WHAT TO WORK ON => Which lines in the material below contain the string "blurred"? Report every such line in full, and treat uppercase and lowercase as different.

MATERIALS PROVIDED =>

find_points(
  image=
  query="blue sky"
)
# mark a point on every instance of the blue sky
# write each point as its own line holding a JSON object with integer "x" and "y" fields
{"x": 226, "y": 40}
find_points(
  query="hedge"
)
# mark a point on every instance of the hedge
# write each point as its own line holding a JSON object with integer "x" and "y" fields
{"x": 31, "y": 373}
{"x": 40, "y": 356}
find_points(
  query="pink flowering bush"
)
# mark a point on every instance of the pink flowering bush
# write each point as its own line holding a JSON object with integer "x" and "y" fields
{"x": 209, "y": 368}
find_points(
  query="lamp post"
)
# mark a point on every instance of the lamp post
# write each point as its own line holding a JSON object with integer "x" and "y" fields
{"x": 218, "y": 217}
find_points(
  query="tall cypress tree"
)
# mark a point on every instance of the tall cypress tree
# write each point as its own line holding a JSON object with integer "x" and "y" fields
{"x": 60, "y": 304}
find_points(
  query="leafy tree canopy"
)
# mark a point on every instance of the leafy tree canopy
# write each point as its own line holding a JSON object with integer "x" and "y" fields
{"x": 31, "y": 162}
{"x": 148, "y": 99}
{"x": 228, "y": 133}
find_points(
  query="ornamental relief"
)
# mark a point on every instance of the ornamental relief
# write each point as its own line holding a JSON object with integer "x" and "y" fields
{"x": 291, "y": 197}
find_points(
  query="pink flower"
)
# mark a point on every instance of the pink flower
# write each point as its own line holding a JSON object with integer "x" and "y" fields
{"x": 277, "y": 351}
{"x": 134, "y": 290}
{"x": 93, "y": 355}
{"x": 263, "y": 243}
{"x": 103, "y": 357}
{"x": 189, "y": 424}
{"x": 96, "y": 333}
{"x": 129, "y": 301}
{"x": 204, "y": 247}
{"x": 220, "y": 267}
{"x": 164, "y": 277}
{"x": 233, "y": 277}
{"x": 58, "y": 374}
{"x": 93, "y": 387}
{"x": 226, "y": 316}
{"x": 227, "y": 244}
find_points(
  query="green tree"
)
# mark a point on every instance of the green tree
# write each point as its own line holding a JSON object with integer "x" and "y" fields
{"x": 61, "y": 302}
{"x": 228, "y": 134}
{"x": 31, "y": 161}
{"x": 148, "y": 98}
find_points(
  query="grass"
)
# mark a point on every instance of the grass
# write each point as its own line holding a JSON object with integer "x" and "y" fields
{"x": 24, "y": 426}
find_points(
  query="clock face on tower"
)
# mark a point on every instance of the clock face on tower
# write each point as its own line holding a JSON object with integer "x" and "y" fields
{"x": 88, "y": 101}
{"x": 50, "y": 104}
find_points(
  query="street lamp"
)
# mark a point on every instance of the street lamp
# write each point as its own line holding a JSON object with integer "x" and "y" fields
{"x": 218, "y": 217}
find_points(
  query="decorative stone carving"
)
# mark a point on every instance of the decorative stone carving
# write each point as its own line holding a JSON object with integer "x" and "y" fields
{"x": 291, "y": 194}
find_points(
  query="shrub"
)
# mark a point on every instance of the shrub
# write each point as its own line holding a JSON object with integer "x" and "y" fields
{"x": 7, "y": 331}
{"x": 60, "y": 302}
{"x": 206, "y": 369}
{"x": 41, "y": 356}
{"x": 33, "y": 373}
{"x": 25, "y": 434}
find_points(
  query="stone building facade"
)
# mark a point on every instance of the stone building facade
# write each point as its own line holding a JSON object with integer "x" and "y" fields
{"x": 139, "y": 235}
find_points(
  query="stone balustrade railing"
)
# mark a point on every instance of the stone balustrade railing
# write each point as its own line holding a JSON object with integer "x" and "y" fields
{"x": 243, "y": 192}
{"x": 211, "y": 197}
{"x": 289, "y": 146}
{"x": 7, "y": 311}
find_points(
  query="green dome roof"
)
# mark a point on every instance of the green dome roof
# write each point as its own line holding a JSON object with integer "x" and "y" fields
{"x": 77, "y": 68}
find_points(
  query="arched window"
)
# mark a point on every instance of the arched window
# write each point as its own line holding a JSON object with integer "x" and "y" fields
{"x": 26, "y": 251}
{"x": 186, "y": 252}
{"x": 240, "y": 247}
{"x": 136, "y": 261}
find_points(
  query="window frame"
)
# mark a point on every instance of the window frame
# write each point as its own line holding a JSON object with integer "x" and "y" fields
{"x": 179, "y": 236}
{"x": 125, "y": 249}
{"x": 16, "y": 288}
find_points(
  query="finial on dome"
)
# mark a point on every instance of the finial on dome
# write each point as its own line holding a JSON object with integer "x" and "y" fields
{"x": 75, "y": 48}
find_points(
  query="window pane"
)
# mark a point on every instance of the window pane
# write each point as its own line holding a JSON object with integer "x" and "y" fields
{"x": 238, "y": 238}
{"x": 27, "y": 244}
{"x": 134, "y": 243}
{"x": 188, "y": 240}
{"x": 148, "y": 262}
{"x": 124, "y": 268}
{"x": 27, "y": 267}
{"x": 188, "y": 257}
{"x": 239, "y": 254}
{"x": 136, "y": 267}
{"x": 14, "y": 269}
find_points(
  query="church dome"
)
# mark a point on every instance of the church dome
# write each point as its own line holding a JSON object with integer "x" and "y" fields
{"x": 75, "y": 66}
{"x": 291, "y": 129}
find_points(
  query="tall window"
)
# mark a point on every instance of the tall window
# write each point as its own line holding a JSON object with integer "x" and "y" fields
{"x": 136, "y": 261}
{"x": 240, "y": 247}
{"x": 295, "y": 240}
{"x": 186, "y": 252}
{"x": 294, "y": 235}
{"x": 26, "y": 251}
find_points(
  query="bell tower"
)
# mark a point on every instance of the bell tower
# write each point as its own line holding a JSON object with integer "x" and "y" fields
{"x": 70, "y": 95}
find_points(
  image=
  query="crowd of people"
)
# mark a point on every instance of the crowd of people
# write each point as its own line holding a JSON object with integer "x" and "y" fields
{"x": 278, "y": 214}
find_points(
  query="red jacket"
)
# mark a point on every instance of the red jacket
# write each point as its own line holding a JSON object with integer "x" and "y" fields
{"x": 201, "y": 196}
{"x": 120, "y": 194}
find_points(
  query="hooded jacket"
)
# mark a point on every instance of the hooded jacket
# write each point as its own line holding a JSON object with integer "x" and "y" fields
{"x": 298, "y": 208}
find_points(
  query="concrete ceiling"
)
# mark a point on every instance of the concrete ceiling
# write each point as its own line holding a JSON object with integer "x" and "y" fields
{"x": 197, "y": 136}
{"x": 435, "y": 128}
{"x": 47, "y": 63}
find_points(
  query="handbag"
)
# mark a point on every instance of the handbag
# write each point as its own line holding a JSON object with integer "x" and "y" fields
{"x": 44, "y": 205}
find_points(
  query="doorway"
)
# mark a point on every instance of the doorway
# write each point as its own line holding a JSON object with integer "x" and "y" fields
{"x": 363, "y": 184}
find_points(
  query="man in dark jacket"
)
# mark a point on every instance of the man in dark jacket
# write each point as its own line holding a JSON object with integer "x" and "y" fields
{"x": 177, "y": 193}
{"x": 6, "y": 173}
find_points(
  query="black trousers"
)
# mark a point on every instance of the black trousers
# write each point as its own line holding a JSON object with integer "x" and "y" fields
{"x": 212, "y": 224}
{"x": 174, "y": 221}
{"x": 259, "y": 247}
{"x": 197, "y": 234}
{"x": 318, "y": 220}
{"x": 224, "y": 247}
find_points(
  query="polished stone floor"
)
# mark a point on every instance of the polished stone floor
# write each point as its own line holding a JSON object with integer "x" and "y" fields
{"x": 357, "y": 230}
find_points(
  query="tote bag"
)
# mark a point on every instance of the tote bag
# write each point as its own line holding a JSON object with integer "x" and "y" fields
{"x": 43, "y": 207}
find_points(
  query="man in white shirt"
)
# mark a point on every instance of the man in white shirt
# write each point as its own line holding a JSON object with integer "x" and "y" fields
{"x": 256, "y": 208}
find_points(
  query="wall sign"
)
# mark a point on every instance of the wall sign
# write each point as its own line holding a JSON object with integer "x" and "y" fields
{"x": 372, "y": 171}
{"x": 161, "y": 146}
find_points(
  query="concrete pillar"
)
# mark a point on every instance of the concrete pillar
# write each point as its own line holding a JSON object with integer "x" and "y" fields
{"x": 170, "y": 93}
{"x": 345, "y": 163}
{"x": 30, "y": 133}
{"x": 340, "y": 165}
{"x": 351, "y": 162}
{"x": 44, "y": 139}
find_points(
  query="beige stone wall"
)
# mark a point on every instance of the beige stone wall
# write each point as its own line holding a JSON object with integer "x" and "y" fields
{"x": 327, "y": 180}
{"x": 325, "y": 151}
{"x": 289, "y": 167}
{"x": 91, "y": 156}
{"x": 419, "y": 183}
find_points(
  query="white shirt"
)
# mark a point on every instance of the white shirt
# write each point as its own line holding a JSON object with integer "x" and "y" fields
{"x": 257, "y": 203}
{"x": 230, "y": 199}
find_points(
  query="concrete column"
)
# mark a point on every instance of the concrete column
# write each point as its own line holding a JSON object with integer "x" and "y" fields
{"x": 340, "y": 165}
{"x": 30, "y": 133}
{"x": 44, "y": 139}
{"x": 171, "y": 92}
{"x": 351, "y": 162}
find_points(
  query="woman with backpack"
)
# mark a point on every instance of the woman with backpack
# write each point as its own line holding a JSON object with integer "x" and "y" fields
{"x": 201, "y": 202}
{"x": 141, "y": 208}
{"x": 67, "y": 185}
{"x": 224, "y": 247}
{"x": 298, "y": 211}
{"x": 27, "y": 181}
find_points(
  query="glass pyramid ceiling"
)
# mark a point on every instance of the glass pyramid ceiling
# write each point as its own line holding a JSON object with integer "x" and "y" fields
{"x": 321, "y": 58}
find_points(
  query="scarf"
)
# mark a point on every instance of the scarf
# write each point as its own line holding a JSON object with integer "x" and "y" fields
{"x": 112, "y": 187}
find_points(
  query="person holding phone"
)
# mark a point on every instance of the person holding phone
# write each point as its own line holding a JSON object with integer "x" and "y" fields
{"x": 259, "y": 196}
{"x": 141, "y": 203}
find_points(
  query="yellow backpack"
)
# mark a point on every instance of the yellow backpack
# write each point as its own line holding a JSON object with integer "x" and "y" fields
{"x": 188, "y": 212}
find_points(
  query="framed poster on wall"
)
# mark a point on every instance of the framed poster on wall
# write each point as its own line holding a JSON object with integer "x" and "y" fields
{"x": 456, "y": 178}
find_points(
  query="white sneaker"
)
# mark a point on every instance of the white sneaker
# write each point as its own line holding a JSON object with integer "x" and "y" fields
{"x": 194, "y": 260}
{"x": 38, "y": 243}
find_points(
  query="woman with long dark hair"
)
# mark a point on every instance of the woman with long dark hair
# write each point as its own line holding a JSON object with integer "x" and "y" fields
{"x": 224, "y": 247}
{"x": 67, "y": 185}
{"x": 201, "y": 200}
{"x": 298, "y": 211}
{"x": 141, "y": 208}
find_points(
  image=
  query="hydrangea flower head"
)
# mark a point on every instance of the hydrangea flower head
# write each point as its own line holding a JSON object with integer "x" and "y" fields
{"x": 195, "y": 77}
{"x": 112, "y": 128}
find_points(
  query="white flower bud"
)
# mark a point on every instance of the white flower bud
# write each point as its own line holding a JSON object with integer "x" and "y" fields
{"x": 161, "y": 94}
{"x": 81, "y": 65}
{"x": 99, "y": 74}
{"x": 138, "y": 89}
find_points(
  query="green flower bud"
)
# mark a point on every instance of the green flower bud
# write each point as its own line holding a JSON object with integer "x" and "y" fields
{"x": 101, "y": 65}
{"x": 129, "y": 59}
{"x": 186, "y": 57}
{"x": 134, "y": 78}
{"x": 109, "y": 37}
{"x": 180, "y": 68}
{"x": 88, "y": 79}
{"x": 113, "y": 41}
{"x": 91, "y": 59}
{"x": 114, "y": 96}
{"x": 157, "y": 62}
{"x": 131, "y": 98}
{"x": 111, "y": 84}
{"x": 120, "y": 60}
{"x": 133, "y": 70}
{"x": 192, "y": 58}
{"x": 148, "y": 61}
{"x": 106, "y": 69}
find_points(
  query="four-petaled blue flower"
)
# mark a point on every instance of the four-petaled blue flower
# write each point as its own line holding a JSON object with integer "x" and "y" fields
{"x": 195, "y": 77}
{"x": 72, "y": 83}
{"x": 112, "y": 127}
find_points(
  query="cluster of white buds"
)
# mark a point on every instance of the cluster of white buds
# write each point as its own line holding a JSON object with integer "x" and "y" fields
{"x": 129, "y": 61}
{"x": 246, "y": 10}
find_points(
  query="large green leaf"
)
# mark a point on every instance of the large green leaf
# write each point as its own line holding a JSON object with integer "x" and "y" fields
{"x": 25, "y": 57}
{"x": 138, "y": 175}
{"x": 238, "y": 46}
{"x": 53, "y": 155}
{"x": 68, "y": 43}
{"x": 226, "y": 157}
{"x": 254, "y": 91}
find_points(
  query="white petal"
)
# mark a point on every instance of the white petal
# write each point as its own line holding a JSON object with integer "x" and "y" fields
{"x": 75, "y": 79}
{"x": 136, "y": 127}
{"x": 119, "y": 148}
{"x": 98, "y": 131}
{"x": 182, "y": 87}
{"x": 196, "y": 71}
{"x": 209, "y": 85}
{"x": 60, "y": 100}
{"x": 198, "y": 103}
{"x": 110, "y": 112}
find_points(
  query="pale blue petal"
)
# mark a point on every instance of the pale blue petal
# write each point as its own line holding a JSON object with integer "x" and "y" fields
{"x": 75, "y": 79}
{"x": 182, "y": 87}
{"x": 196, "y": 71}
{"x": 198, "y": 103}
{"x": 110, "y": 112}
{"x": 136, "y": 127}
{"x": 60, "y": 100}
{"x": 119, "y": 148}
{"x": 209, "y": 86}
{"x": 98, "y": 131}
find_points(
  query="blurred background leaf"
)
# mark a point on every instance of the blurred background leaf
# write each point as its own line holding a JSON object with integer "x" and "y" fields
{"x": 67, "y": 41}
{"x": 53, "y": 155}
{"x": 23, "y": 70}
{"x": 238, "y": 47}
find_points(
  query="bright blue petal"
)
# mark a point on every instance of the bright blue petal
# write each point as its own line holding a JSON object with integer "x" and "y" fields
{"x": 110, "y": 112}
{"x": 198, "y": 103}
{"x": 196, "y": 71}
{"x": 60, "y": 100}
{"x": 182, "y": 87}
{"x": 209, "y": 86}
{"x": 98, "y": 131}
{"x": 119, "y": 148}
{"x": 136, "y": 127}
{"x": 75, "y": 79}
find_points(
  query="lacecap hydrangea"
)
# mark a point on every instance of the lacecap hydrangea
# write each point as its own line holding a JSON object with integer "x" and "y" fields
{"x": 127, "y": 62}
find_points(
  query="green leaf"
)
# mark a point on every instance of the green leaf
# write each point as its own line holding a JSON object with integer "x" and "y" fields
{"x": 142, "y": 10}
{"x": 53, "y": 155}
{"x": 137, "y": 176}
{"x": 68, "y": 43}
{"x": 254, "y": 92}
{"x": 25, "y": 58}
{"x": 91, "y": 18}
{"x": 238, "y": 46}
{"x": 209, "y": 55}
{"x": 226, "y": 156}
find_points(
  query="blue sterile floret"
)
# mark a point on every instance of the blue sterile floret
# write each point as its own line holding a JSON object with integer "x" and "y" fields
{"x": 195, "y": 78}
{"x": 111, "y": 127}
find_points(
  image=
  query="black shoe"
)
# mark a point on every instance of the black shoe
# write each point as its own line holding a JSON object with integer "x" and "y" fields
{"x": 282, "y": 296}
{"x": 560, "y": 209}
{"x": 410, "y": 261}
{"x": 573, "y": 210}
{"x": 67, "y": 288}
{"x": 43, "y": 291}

ANSWER IN FULL =>
  query="blurred background leaf"
# mark a point on every instance of the blurred background leaf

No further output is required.